Problem details =
Within the data that follows, set down exactly the lines from the one containing "TARGET = black microphone" through the one containing "TARGET = dormer window", both ends included.

[Referring expression pointing data]
============
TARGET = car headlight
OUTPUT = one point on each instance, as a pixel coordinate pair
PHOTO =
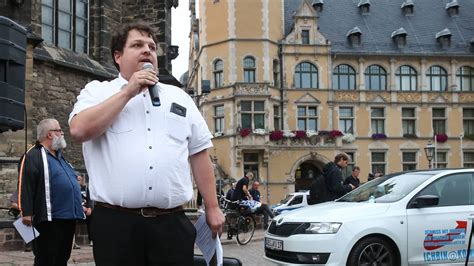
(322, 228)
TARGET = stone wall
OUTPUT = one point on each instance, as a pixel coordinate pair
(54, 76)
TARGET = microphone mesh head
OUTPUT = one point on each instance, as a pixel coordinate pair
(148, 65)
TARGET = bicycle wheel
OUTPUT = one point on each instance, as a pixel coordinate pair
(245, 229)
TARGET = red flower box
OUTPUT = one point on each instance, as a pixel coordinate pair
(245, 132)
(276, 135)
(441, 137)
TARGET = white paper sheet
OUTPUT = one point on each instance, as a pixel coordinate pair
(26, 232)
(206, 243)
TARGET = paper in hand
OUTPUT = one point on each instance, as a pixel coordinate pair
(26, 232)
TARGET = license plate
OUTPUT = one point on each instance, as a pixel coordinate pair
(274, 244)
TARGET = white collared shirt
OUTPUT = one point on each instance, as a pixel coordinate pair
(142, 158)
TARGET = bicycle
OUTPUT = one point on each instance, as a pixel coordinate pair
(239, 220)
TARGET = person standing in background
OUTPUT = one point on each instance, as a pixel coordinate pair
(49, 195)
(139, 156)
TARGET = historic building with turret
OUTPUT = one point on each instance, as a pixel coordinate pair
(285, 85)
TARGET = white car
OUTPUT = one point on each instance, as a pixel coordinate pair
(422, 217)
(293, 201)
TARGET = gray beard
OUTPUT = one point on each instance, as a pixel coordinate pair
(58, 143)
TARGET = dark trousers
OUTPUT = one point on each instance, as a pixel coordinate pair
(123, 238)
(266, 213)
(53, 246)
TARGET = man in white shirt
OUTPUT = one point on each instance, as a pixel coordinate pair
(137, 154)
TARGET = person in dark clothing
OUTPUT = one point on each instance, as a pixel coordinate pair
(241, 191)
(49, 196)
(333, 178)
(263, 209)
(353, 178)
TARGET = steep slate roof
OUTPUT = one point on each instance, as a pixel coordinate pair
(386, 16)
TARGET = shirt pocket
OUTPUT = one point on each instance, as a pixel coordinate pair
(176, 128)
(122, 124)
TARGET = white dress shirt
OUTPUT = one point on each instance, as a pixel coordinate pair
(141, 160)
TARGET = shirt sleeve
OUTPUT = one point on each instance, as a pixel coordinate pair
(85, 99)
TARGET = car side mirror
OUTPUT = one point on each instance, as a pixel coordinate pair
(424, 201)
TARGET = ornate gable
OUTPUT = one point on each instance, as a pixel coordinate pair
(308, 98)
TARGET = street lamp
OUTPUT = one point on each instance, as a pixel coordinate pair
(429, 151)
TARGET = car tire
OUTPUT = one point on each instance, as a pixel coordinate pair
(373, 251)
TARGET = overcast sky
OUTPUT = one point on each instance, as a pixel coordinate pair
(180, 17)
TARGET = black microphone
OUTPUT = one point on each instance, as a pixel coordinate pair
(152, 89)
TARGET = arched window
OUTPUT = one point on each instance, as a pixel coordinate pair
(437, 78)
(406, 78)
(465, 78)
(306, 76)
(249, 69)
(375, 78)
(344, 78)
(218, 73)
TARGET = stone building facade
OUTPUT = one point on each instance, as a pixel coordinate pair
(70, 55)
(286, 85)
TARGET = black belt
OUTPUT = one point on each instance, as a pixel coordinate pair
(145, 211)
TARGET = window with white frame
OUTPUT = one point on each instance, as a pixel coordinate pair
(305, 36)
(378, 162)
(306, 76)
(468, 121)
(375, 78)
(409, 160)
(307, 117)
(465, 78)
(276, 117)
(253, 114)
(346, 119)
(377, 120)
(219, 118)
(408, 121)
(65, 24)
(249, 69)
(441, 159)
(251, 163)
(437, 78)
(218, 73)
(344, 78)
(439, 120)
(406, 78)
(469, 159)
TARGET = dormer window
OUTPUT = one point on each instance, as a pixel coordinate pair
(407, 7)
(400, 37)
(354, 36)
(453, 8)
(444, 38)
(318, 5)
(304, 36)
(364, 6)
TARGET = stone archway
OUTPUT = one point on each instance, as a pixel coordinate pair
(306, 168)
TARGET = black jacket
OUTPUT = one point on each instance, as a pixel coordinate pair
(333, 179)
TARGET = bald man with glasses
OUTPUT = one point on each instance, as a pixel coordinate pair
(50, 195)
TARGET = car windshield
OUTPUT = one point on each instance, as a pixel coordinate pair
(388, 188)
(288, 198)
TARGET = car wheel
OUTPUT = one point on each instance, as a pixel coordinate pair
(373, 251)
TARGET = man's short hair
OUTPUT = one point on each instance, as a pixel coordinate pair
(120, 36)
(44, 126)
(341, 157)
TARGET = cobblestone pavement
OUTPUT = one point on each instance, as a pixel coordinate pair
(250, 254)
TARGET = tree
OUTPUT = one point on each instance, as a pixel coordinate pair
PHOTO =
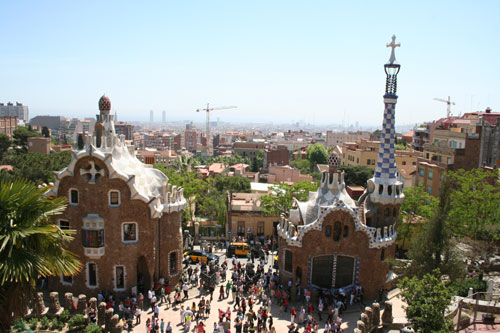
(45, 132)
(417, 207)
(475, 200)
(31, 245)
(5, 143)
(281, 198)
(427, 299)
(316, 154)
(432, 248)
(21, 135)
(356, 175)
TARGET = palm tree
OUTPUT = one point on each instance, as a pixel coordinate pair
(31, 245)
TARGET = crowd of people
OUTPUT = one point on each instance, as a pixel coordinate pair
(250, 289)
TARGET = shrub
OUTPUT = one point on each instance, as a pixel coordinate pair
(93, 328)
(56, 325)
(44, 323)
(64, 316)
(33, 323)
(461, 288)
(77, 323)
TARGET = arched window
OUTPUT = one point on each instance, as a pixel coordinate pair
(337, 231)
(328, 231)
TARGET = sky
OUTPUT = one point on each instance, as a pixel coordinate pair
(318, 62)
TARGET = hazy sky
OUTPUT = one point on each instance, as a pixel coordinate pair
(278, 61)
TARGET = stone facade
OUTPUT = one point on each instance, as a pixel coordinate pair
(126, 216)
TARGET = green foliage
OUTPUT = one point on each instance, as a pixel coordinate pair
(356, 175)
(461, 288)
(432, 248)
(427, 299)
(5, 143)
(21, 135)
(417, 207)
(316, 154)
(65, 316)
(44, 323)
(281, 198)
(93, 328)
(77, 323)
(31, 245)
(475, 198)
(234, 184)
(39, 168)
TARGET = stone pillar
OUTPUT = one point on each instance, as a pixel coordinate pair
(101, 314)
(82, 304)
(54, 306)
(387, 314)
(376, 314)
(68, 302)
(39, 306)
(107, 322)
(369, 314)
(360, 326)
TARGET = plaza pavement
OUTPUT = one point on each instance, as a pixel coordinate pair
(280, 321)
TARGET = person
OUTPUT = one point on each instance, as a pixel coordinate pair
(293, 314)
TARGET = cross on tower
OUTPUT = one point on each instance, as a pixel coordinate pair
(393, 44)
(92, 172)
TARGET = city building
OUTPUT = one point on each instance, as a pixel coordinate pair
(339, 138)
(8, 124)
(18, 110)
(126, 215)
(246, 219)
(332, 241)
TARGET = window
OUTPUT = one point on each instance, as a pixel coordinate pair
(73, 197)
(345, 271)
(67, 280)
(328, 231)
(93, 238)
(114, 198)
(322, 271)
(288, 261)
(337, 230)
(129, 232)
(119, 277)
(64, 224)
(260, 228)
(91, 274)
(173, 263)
============
Reply =
TARGET = black microphone
OUTPUT = one point on each instance, as a pixel coordinate pair
(152, 89)
TARGET = arched window
OUTPUT = one point on each instance, as a pixel coordinate pair
(437, 78)
(406, 78)
(465, 78)
(306, 76)
(249, 69)
(375, 78)
(344, 78)
(218, 73)
TARGET = stone building facade
OUTPUT = one point on each instance, as a pixel coordinate pair
(70, 55)
(286, 85)
TARGET = black belt
OUTPUT = one point on each instance, as a pixel coordinate pair
(145, 211)
TARGET = window with white frame
OUTPUT = one point on each instance, as a pixel coordinate pair
(305, 36)
(378, 162)
(306, 76)
(468, 121)
(375, 78)
(409, 160)
(307, 117)
(465, 78)
(276, 117)
(253, 114)
(346, 119)
(377, 120)
(219, 118)
(408, 121)
(65, 24)
(249, 69)
(441, 159)
(251, 163)
(437, 78)
(218, 73)
(344, 78)
(439, 120)
(406, 78)
(469, 159)
TARGET = dormer window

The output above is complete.